- _Exercise description_
Retype the records below without any change, beginning at the line that contains "[pin] metal handrail" and stopping after the final line of the records.

- _Stored rows_
____

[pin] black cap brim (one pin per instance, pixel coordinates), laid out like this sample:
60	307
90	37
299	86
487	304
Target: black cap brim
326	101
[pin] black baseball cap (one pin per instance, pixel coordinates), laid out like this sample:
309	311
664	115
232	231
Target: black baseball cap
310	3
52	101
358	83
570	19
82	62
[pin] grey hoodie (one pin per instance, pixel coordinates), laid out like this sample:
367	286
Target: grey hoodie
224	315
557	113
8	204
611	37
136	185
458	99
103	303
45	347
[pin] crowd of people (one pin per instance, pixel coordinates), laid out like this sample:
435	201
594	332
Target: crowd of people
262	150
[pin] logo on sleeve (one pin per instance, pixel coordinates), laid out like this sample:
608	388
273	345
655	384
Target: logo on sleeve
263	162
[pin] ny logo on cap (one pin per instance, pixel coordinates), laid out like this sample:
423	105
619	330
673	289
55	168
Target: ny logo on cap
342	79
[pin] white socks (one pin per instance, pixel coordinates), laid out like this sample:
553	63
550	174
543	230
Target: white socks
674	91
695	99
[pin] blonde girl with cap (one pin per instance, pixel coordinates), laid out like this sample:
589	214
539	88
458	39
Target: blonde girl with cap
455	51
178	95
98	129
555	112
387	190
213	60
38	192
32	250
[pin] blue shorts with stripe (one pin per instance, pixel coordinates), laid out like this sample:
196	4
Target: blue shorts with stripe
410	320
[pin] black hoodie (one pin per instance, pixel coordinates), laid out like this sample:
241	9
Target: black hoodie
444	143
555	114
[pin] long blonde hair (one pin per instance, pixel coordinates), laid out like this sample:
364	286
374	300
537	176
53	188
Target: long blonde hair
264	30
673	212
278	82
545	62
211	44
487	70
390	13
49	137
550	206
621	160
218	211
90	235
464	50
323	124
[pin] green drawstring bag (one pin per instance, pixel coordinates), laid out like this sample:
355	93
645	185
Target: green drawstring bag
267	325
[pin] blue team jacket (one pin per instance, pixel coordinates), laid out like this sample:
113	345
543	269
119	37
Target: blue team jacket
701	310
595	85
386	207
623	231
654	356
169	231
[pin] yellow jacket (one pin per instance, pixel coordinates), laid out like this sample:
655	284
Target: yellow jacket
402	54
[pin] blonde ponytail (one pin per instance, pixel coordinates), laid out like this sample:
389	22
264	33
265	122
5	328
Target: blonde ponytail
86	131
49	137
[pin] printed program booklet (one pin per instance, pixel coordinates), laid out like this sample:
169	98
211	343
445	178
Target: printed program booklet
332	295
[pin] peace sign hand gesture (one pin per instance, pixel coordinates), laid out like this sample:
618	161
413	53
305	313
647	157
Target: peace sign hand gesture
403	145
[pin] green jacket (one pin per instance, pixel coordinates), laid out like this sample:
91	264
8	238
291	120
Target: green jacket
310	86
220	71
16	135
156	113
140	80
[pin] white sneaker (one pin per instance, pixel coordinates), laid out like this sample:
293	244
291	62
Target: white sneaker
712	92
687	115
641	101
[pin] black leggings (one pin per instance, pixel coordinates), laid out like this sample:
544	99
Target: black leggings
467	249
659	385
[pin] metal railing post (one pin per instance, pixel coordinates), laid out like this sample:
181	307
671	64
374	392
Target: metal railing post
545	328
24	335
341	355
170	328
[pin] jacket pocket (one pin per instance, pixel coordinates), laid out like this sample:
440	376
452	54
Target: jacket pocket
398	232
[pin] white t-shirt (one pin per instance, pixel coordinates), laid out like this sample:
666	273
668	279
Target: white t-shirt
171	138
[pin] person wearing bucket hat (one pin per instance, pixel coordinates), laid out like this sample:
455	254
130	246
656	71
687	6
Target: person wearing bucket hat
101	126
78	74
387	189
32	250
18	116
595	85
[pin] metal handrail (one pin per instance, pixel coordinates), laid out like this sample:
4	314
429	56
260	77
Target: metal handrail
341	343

____

- _Solution for this problem_
[pin] metal handrail (one pin per instance, pixel coordinates), laid out like this sample:
4	314
429	56
260	77
Target: metal handrail
341	343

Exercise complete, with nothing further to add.